Work to be completed :: Pick out every line of the material below that contains the string "tail" and copy each one.

Provided material ::
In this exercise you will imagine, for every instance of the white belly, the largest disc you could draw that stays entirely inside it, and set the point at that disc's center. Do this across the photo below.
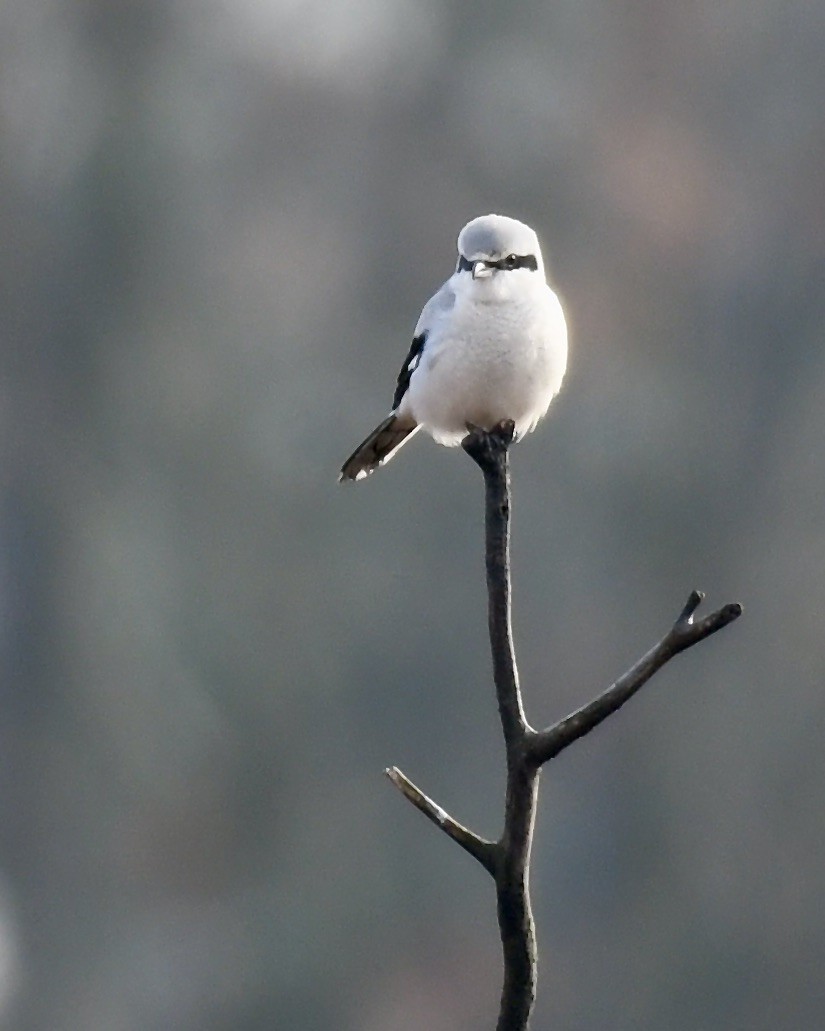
(491, 362)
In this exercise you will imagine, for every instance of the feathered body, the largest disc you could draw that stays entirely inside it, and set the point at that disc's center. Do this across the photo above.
(490, 345)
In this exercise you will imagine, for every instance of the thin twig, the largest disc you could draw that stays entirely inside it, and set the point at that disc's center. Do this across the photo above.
(508, 859)
(490, 452)
(546, 744)
(485, 852)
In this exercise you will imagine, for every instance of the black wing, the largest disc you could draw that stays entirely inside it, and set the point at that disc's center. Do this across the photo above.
(409, 366)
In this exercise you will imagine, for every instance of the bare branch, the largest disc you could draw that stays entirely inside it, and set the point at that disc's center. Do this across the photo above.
(490, 452)
(485, 852)
(508, 859)
(543, 745)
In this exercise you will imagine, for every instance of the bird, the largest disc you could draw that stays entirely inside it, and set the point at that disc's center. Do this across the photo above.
(490, 346)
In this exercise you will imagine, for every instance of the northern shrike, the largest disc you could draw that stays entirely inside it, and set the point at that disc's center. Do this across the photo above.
(490, 345)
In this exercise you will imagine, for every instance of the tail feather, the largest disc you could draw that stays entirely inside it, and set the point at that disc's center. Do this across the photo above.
(378, 447)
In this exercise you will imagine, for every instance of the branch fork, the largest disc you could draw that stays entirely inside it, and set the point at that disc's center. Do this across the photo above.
(507, 860)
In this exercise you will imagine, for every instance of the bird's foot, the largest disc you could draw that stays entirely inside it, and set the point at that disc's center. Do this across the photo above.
(488, 447)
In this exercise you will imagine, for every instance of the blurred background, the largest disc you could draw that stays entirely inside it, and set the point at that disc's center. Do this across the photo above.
(218, 225)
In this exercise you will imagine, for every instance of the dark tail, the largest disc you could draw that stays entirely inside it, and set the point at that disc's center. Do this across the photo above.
(378, 447)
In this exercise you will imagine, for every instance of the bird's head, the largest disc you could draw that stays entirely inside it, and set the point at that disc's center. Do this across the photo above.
(498, 256)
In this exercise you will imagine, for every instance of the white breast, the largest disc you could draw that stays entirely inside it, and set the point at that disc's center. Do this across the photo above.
(489, 361)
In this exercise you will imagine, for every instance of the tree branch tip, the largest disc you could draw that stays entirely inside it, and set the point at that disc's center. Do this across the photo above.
(694, 600)
(728, 613)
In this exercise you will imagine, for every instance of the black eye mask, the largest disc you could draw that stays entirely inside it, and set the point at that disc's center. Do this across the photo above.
(504, 264)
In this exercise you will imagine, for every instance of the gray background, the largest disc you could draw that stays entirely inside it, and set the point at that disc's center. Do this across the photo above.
(218, 225)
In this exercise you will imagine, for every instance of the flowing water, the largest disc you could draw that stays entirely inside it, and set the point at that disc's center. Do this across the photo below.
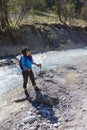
(11, 78)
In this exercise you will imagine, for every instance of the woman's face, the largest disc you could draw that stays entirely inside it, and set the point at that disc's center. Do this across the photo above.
(28, 53)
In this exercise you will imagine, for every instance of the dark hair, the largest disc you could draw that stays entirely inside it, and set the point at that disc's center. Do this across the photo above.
(25, 50)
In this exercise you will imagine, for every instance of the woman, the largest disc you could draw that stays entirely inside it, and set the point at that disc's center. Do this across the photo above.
(26, 65)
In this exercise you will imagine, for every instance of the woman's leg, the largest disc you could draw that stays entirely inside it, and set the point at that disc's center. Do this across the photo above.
(25, 79)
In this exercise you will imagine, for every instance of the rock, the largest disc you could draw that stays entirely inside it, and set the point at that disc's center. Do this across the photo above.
(46, 99)
(29, 119)
(33, 128)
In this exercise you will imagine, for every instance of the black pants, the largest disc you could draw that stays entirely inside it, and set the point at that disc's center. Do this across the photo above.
(27, 74)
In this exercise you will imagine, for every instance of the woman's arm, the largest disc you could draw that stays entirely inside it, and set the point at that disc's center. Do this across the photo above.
(23, 64)
(39, 65)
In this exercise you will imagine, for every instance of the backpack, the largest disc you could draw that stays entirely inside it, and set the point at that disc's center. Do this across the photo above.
(20, 64)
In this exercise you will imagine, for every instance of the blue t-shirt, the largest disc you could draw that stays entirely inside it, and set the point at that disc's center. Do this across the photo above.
(26, 62)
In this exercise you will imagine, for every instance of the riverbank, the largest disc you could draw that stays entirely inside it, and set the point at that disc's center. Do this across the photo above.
(43, 38)
(68, 83)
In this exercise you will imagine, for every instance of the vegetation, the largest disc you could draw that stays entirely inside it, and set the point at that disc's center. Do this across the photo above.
(13, 12)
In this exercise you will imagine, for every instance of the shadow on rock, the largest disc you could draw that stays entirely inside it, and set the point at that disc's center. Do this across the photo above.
(44, 105)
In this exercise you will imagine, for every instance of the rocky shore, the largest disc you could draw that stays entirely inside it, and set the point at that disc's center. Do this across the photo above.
(60, 105)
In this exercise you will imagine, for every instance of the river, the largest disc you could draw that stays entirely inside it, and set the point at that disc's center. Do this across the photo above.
(11, 78)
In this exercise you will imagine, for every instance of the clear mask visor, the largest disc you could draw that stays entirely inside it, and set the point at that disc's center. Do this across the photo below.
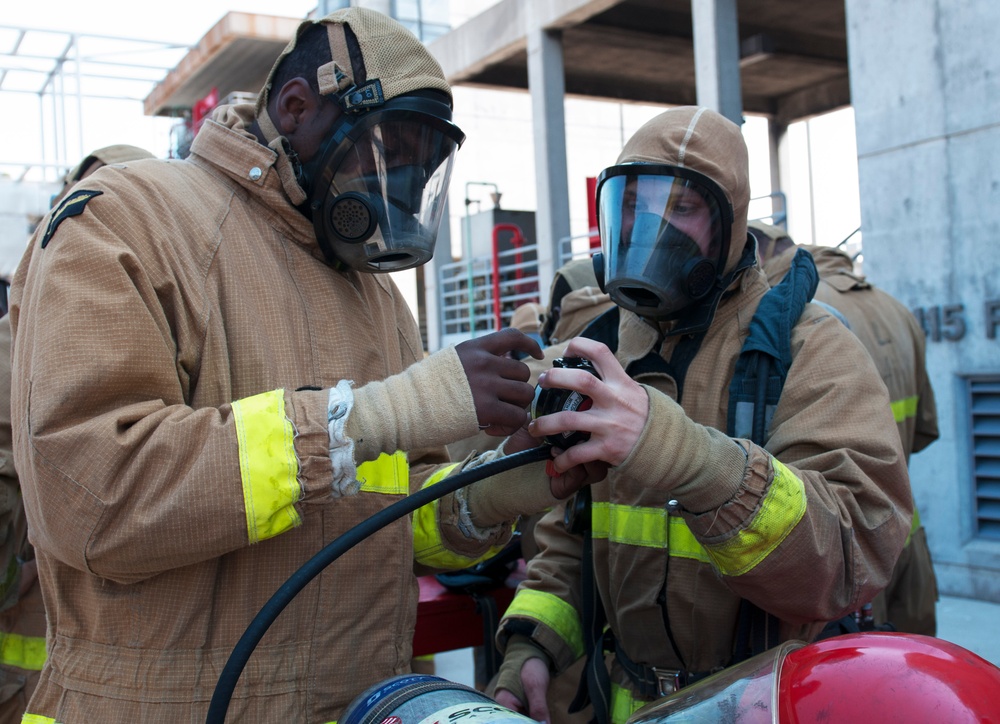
(384, 205)
(663, 240)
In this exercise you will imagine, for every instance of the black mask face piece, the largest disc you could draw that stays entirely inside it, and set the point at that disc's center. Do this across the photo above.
(664, 236)
(377, 188)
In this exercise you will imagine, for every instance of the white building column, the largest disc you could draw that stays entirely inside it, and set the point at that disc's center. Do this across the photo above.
(547, 86)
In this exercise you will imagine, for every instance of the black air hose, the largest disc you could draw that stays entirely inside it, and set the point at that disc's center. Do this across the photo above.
(332, 551)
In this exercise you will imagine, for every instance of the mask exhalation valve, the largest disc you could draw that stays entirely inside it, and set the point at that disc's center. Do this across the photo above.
(353, 218)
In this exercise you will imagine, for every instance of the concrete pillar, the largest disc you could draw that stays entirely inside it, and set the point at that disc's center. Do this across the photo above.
(547, 87)
(717, 57)
(432, 276)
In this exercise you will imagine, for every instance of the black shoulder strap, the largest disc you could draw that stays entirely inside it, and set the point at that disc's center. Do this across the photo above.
(754, 392)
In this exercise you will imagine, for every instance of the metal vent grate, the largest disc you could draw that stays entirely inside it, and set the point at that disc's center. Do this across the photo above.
(984, 406)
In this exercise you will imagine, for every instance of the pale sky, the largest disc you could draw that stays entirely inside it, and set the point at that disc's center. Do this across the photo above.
(824, 205)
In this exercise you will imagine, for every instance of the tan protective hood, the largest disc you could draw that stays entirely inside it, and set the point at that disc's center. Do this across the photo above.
(704, 141)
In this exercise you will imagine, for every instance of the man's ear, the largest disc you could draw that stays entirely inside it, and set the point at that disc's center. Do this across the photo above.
(291, 103)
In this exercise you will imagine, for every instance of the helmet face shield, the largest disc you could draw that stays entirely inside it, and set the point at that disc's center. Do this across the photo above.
(665, 237)
(381, 185)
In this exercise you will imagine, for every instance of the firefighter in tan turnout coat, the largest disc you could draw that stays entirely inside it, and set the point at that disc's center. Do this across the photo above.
(894, 339)
(690, 520)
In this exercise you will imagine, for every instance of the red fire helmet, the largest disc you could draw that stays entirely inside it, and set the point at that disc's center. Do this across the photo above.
(876, 677)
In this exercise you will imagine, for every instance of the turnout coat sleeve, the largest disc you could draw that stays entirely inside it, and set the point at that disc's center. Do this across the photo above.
(174, 344)
(808, 530)
(124, 465)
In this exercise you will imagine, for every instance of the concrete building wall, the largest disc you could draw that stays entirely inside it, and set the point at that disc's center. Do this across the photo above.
(925, 85)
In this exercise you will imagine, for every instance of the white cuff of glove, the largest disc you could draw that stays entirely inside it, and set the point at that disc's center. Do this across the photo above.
(345, 473)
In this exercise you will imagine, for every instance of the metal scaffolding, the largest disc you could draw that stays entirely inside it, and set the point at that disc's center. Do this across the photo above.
(63, 69)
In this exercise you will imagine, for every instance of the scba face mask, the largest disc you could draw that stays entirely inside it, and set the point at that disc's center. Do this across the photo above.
(378, 186)
(664, 237)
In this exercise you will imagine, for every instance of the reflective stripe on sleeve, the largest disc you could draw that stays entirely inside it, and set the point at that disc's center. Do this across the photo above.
(648, 528)
(389, 474)
(24, 652)
(552, 611)
(623, 704)
(268, 466)
(905, 409)
(781, 508)
(428, 546)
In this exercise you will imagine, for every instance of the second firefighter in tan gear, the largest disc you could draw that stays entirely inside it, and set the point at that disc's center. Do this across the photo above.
(206, 393)
(896, 343)
(690, 521)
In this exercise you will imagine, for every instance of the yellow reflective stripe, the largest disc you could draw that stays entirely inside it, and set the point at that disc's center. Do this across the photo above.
(623, 704)
(24, 652)
(914, 525)
(646, 527)
(905, 409)
(780, 511)
(268, 467)
(389, 474)
(552, 611)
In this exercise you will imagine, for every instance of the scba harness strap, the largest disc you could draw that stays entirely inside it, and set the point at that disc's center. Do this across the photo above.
(759, 377)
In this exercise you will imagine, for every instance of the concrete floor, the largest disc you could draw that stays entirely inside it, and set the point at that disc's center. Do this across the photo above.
(972, 624)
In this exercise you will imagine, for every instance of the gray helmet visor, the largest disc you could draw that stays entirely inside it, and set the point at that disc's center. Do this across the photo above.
(664, 237)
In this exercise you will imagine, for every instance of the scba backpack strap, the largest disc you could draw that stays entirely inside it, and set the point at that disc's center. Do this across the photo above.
(754, 392)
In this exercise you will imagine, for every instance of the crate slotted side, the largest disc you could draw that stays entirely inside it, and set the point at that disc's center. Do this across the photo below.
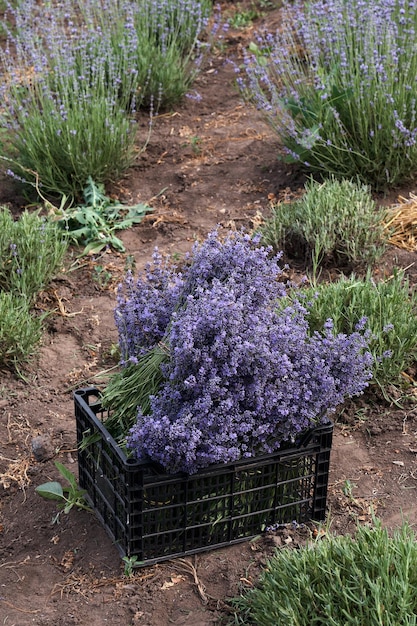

Written response ::
In this exercise you will imagine, for every instance of the tail feather, the largest disc you could draw that stays entirely inside it, and set the point at that disc's center. Do this across the photo above.
In this exercise you will imagine, for every instance of the dark tail, the largest disc you could draw that stays entirely inside it, and set the point at that disc's center. Do this across the photo above.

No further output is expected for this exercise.